→ Texto seleccionado:
= = = = =

Hay una medida tomada por el Gobierno en el Consejo de
Ministros del pasado día 15 que ha pasado bastante desapercibida y que es, sin
embargo, un ataque furibundo (otro más) en la línea de flotación del estado del bienestar.
Se trata de un anteproyecto de ley que contiene reformas de gran calado en las
administraciones públicas.
La que ha llamado más la atención es la limitación de los
sueldos (cuando no eliminación de las retribuciones regulares) de los alcaldes
y concejales. Y es esto sin duda de gran trascendencia pues, de llevarse a
efecto, estaríamos ante una singular democracia que solo permitiría el
ejercicio de la política activa a los ociosos con posibles, que propiciaría las
privatizaciones o, como diría esa gentuza que a base de contumacia ya resulta
infantiloide, la externalización de la gestión hasta extremos nunca vistos.
Pero de mayor incidencia que la anterior es la pretendida
retirada de las competencias a los Ayuntamientos en materia de servicios
sociales y educación infantil. De salir
adelante lo que el Gobierno establece en el anteproyecto de ley, tales
competencias se cederían a las Comunidades Autónomas. Eso sí, las autonomías no
recibirán financiación adicional para atender esas nuevas obligaciones. El
resumen ya saben cuál es: desaparecerán o las atenderá la iniciativa privada
previo pago de todo bicho viviente.

= = = = =

→ Bloque de datos:
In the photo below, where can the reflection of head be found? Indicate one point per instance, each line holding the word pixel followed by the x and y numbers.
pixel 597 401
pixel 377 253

= = = = =

→ Ejercicios propuestos:
(a) ¿Puedes resumir en forma de lista el párrafo del texto seleccionado que empieza por "Pero de mayor incidencia", sin perder sus datos principales?
(b) Según el texto seleccionado, ¿qué tipo de norma aprobó el Gobierno con reformas de gran calado en las administraciones públicas?
(c) Ofrece la continuación del artículo sobre la reforma de las administraciones públicas a partir de su última frase.
El listado no tiene relación alguna con el texto seleccionado.

→ Las respuestas:
(a)
- El anteproyecto pretende retirar a los Ayuntamientos las competencias en servicios sociales y educación infantil.
- Esas competencias pasarían a las Comunidades Autónomas.
- Las autonomías no recibirían financiación adicional para asumirlas.
- El resultado, según el texto, sería que esos servicios desaparezcan o queden en manos de la iniciativa privada, previo pago.

(b) Un anteproyecto de ley.

(c)
De lo que hablamos es del enfermero que cuida por horas a
una persona imposibilitada o del colegio en donde los padres dejan a los
pequeños cuando ambos se van a trabajar.
Entre las cosas que la crisis (o más propiamente, la
gestión que se está haciendo de la crisis) se ha llevado por delante como un
auténtico tsunami, está aquello que en su día se llamó la segunda
descentralización y que, en un resumen de alcance, consistiría en dar más
autonomía a los ayuntamientos como administración más cercana al ciudadano y,
por tanto, la más adecuada para prestar servicios como los que ahora dejarán de
ofrecer si en el trámite parlamentario no lo remedia.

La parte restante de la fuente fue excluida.